SOURCE DATA =
[Start of section]
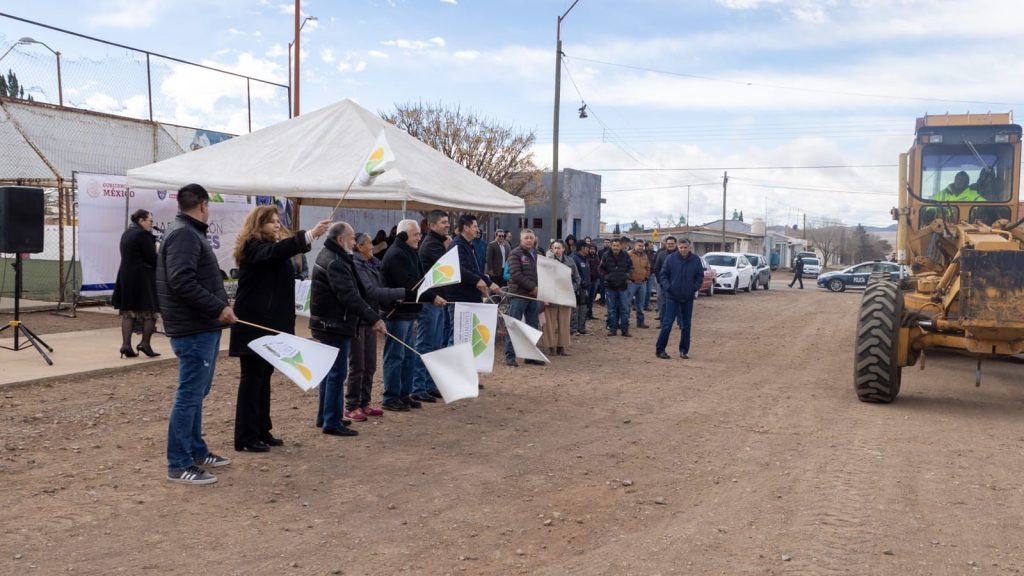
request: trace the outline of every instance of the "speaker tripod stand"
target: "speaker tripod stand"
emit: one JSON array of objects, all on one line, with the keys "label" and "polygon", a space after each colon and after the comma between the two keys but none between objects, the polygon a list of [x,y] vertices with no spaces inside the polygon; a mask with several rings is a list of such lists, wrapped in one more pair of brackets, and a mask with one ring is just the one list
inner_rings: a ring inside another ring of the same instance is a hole
[{"label": "speaker tripod stand", "polygon": [[[11,321],[7,322],[6,326],[0,327],[0,334],[2,334],[3,331],[7,330],[8,328],[14,330],[14,346],[0,346],[0,348],[5,348],[7,350],[14,350],[15,352],[17,352],[19,350],[24,350],[25,348],[28,348],[29,346],[32,346],[32,347],[34,347],[36,349],[36,352],[39,352],[39,355],[43,357],[43,360],[46,360],[47,364],[49,364],[50,366],[53,366],[53,360],[50,360],[50,357],[46,355],[46,352],[43,352],[43,348],[46,348],[50,352],[53,352],[53,348],[51,348],[50,345],[47,344],[46,342],[43,342],[42,338],[40,338],[39,336],[36,336],[35,332],[32,332],[31,330],[29,330],[28,327],[25,326],[24,324],[22,324],[22,322],[21,322],[21,253],[20,252],[16,253],[14,255],[14,320],[11,320]],[[25,340],[27,340],[28,342],[26,344],[22,344],[21,341],[20,341],[19,336],[24,336]],[[40,345],[42,345],[42,346],[40,346]]]}]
[End of section]
WORK TO BE COMPLETED =
Each line of the data should be quoted exactly, with pictures left out.

TASK ANSWER =
request: trace the outline of every instance of the "speaker tripod stand"
target: "speaker tripod stand"
emit: one JSON array of objects, all on one line, with the keys "label" and "polygon", a space after each colon and after the comma between the two keys but none between objects, the polygon a list of [x,y] vertices with no spaces inside the polygon; a mask with several rings is a list of such lists, wrapped in one more pair of brackets, and a mask with one ring is just the one list
inner_rings: a ring inside another ring of the same instance is a hole
[{"label": "speaker tripod stand", "polygon": [[[11,321],[7,322],[6,326],[0,327],[0,334],[2,334],[3,331],[7,330],[8,328],[14,330],[14,346],[0,346],[0,348],[5,348],[7,350],[14,350],[15,352],[17,352],[19,350],[24,350],[25,348],[28,348],[29,346],[32,346],[32,347],[34,347],[36,349],[36,352],[39,352],[39,355],[43,357],[43,360],[46,360],[47,364],[49,364],[50,366],[53,366],[53,360],[50,360],[50,357],[46,355],[46,352],[43,352],[43,348],[46,348],[50,352],[53,352],[53,348],[51,348],[50,345],[47,344],[46,342],[43,342],[42,338],[40,338],[39,336],[36,336],[35,332],[32,332],[31,330],[29,330],[28,327],[25,326],[24,324],[22,324],[22,322],[21,322],[21,253],[20,252],[16,253],[14,255],[14,320],[11,320]],[[25,340],[27,340],[28,342],[26,344],[22,344],[21,341],[20,341],[19,336],[24,336]],[[40,345],[42,345],[42,346],[40,346]]]}]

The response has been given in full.